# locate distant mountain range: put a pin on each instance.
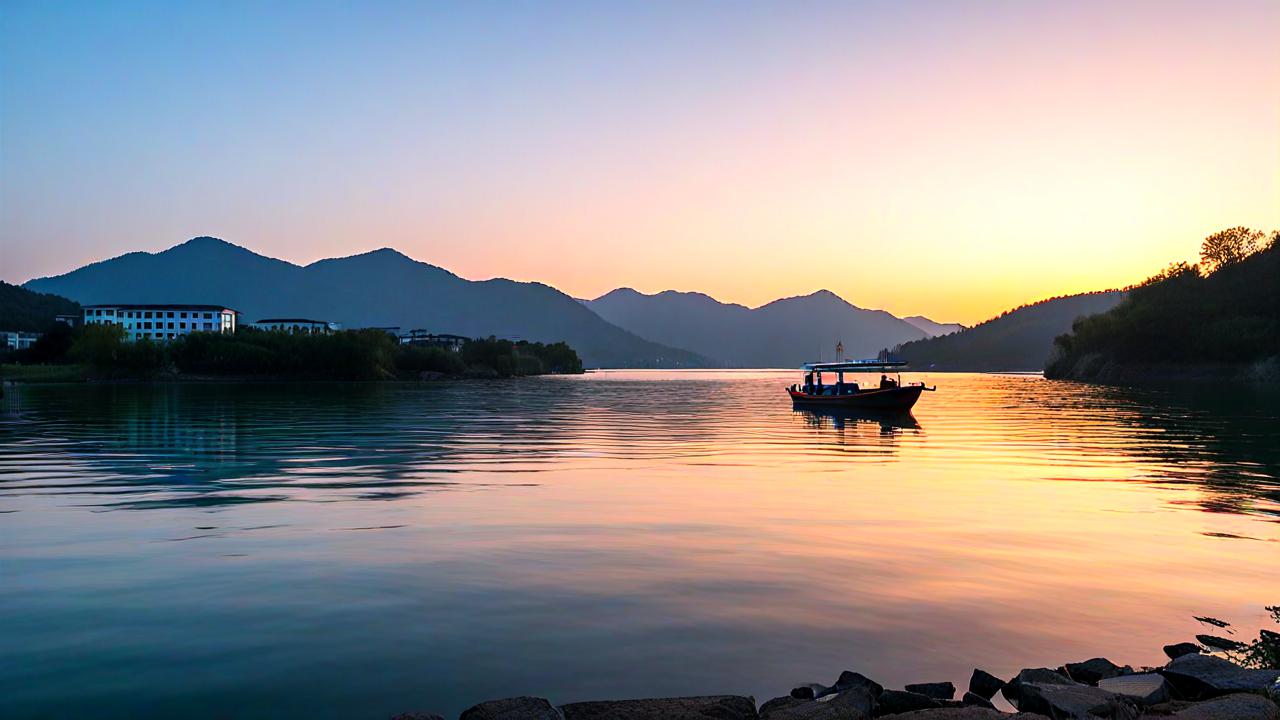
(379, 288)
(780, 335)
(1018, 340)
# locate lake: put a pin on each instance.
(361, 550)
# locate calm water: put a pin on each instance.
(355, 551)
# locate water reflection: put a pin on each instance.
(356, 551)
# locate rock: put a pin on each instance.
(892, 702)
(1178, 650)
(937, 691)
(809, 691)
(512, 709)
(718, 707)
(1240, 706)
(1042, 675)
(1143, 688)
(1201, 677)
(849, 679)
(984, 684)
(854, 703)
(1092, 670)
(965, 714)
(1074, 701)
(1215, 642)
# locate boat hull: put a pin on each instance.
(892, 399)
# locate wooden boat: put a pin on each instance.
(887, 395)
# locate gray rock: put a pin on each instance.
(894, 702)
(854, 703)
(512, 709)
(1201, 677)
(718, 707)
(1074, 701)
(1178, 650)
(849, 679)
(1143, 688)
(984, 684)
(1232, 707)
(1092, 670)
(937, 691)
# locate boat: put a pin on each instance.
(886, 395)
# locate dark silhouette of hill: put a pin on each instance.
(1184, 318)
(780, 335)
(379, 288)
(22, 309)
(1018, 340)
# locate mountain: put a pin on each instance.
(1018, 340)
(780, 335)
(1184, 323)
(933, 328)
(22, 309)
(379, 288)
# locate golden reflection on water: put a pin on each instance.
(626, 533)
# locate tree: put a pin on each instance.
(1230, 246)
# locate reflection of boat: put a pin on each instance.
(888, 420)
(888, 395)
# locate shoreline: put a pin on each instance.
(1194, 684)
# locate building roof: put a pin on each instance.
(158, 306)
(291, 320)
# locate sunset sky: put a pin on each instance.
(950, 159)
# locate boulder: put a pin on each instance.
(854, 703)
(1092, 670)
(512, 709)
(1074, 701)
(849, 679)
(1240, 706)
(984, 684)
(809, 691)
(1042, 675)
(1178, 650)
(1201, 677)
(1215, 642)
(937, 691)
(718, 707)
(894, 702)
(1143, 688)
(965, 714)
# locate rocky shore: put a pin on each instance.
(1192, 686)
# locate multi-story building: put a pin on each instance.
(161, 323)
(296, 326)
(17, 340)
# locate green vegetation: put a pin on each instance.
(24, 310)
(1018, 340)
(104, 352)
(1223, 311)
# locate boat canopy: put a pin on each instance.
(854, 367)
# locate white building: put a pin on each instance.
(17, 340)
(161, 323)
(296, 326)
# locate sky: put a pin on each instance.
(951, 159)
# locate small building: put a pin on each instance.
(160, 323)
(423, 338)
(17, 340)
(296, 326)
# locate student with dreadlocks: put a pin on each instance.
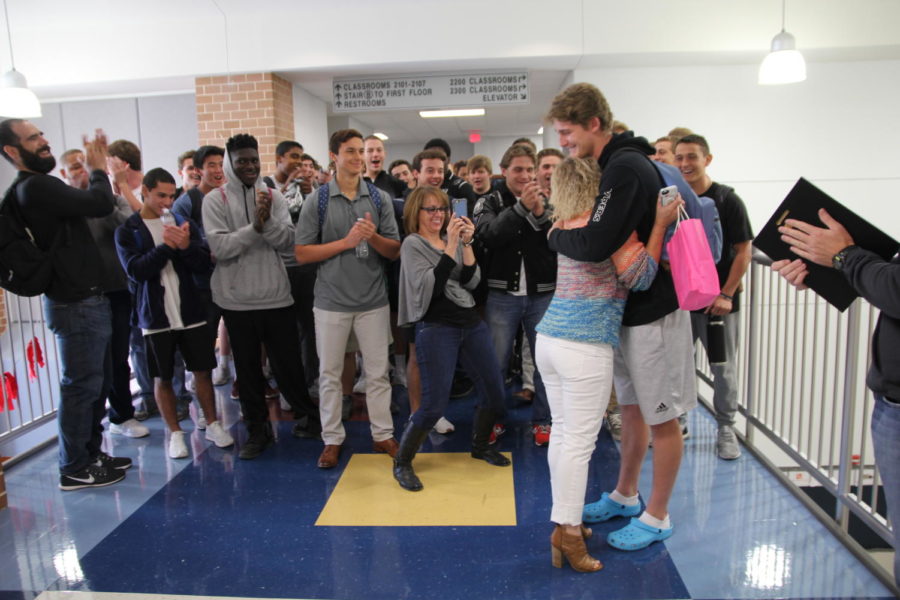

What you will do >> Render the rows from the line containing "# locate golden" through the last row as a numbered list, omitting any blank lines and leaving out the pictures.

Correct answer >>
1. # locate golden reflection on water: put a pin on each instance.
2. (626, 533)
3. # locate tree: put a pin on each instance.
4. (1230, 246)
5. # locate reflection of boat: put a pin on each instance.
6. (888, 420)
7. (888, 395)
8. # locate shoreline: put a pin on each instance.
9. (1194, 684)
10. # locate building roof: put a pin on each instance.
11. (158, 306)
12. (291, 320)
13. # locate sunset sky: put a pin on each instance.
14. (950, 159)
15. # locate boulder: put a pin on each instance.
16. (854, 703)
17. (1092, 670)
18. (512, 709)
19. (1074, 701)
20. (849, 679)
21. (1240, 706)
22. (984, 684)
23. (809, 691)
24. (1042, 675)
25. (1178, 650)
26. (1201, 677)
27. (1215, 642)
28. (937, 691)
29. (718, 707)
30. (894, 702)
31. (1143, 688)
32. (965, 714)
33. # locate rocky shore: put a pin on each instance.
34. (1192, 686)
35. # locate multi-story building: put a pin on each instance.
36. (161, 323)
37. (296, 326)
38. (17, 340)
39. # locate green vegetation: put a pin on each instance.
40. (24, 310)
41. (1018, 340)
42. (104, 352)
43. (1223, 311)
44. # locate boat canopy: put a pin on each instance.
45. (854, 367)
46. # locate white building: put a pin on each instance.
47. (17, 340)
48. (161, 323)
49. (296, 326)
50. # locate sky: put a pin on each instance.
51. (951, 159)
52. # locate small building: put a pin on each instance.
53. (160, 323)
54. (423, 338)
55. (17, 340)
56. (296, 326)
57. # locate student with dreadlocks: put a pin on each instance.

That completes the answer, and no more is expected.